▶ _Text_
-- -- --

The Telegraph
Since 1st March, 1999
Email This PagePrint This Page
Court’s triple blow to sleuths

The Central Bureau of Investigation (CBI) and the Criminal Investigation Department (CID) were reprimanded by Calcutta High Court on Tuesday over their failure to achieve a breakthrough in three separate cases.

While the CBI was pulled up for its delay in solving the baby-swap case, as well as the disappearance of a Geological Survey of India (GSI) director, deputy inspector-general of CID, V.V. Thambi, was criticised for his agency’s failure to locate two children of south Calcutta.

In June, the CBI had prayed for an additional three months for submitting its final report in the baby-swap case. On Tuesday, when the case came up for hearing in the court of Justice S.B. Roy and Justice N.C. Seal, CBI counsel R. Roy said that though the report was complete, it could not be filed as it was lying with the agency headquarters in Delhi for scrutiny.

The CBI counsel prayed for further time. Counsel for the petitioner, Supradip Roy, and the advocate representing state government, Bikash Bhattacharya, opposed the prayer. Bhattacharya pointed out the court had directed the CBI to investigate the matter even though the CID had prayed for three months’ time to submit its report.

-- -- --

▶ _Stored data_
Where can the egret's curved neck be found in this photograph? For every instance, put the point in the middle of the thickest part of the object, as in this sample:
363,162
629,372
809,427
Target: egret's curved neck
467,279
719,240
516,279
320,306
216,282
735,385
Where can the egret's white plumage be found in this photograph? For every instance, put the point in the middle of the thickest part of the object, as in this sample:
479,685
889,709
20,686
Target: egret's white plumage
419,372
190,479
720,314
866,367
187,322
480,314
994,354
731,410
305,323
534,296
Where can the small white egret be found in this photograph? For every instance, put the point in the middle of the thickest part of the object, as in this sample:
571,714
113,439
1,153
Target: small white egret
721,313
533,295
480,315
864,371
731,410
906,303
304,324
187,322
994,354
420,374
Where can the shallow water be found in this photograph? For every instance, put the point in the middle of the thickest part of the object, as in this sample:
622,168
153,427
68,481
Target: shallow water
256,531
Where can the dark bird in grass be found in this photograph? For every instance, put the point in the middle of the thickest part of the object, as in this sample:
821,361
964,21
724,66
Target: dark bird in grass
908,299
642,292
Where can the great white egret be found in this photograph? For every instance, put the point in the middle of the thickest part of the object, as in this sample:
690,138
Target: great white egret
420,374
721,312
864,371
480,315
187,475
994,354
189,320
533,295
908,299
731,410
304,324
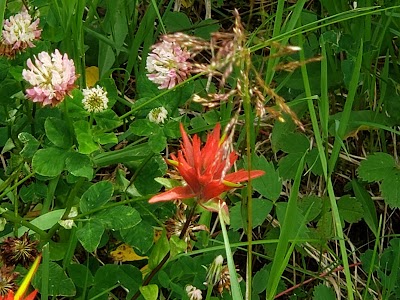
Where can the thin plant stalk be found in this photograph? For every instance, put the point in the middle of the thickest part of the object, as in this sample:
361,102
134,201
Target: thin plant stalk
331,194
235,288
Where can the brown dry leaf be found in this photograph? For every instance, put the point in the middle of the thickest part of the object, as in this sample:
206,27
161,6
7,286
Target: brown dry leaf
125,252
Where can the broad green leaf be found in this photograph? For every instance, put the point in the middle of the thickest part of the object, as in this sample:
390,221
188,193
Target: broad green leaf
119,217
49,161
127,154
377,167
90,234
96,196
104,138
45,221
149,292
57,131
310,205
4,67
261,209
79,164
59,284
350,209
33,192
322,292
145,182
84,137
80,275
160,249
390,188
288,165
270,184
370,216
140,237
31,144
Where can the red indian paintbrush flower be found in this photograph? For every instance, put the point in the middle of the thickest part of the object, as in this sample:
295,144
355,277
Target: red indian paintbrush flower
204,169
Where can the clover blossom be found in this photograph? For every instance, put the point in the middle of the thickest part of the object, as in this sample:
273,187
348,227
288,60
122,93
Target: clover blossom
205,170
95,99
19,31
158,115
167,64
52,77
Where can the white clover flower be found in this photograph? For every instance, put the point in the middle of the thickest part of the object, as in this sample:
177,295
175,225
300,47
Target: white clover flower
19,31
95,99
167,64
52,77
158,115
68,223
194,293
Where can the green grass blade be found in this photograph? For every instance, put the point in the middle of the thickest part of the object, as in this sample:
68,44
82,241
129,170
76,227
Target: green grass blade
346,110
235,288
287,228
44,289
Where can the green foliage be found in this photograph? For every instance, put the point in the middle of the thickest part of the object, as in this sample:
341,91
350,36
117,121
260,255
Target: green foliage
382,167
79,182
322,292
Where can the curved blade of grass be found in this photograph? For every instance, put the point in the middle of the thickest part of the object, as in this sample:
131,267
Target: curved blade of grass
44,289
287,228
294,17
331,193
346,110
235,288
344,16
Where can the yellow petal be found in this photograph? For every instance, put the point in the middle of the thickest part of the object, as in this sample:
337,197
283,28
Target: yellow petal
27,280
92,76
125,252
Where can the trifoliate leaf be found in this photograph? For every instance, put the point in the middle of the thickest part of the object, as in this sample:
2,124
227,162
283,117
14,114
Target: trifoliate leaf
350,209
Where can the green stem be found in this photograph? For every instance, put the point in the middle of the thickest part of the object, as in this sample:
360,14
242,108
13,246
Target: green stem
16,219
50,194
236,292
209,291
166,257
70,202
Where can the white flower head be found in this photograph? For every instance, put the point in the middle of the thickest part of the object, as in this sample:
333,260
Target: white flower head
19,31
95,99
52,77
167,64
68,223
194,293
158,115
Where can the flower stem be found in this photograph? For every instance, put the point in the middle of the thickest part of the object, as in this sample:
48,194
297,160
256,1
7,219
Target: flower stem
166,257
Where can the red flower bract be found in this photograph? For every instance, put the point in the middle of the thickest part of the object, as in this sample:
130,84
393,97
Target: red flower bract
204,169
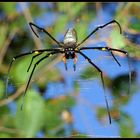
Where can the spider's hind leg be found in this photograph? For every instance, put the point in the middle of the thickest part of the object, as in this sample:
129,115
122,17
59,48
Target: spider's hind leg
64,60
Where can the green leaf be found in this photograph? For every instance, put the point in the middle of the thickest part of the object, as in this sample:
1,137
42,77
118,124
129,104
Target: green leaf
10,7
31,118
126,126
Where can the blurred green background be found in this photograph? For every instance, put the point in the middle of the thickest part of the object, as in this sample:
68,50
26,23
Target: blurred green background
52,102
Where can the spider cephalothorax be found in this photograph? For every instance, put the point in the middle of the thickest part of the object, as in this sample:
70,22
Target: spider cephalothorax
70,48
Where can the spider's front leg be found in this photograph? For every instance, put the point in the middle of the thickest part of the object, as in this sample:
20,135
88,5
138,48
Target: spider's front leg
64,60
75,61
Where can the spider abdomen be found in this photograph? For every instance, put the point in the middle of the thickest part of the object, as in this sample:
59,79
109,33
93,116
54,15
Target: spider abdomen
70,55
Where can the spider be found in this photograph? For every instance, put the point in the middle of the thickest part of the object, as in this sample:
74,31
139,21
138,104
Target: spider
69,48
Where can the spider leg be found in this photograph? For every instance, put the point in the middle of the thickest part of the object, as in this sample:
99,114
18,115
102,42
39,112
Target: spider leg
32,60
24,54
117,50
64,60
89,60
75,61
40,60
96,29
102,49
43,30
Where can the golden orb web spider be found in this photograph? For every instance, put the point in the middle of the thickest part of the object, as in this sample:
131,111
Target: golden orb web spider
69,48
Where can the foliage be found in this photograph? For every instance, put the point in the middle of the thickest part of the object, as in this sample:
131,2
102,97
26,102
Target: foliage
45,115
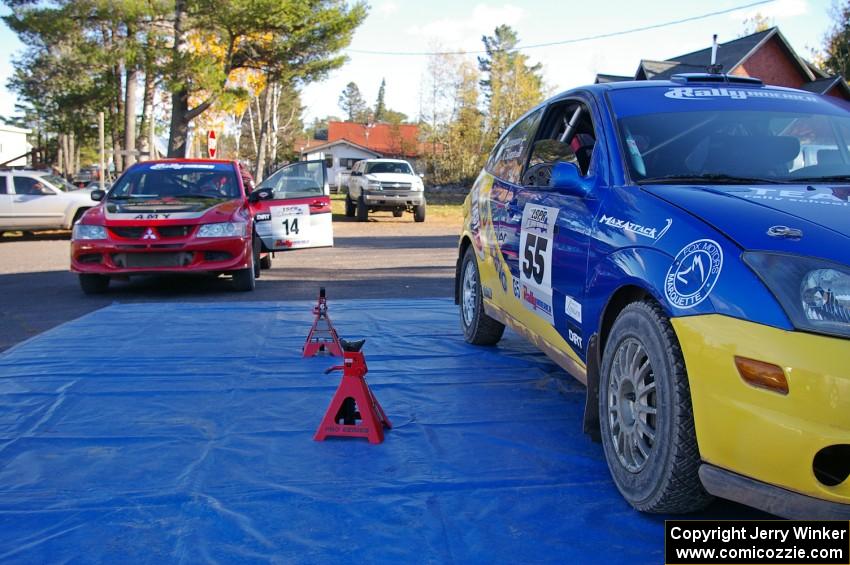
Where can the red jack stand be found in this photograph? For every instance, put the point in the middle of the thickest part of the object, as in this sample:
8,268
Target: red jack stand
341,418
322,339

-- -- --

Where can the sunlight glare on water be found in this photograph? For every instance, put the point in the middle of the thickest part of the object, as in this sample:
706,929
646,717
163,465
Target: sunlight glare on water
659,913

-- -- --

▶ _What this exercise asks_
1. Change "Calcutta" to "Kolkata" in the part of the news report that opens with the words containing "The Telegraph" and closes with "of south Calcutta.", and give that part in full.
2. Carry on the news report about the High Court's criticism of the CBI and CID from the point at which it ends.
This data bears no relation to the news report.

▶ _Answers to the exercises_
1.
The Telegraph
Since 1st March, 1999
Email This PagePrint This Page
Court’s triple blow to sleuths

The Central Bureau of Investigation (CBI) and the Criminal Investigation Department (CID) were reprimanded by Kolkata High Court on Tuesday over their failure to achieve a breakthrough in three separate cases.

While the CBI was pulled up for its delay in solving the baby-swap case, as well as the disappearance of a Geological Survey of India (GSI) director, deputy inspector-general of CID, V.V. Thambi, was criticised for his agency’s failure to locate two children of south Kolkata.

2.
Supradip Roy said his client, Anup Bhattacharya, has waited for four years for the male child that disappeared from Medical College and Hospital on July 4, 1998. “The CBI had spent crores and conducted several DNA tests but, strangely, it has not yet been able to produce the child in the court,” he alleged.

The division bench granted the CBI till November 12, 2002, to file the report and said “the court is reluctant in granting time for the last time.”

In another case, Justice Ashok Ganguly called deputy inspector-general Thambi to ask him why his department had failed to trace two La Martiniere students, missing since February this year.

Earlier, the trial court had given custody of the two children to their mother, Sukanya Das, following her separation from husband Indranil. On Tuesday, the court directed the CID to locate the children by September 8, 2002.

In the third hearing, the division bench of Justice N.A. Chowdhury and Justice S.K. Gupta directed the CID to produce all documents relating to the investigation into the disappearance of GSI director Samir Pal.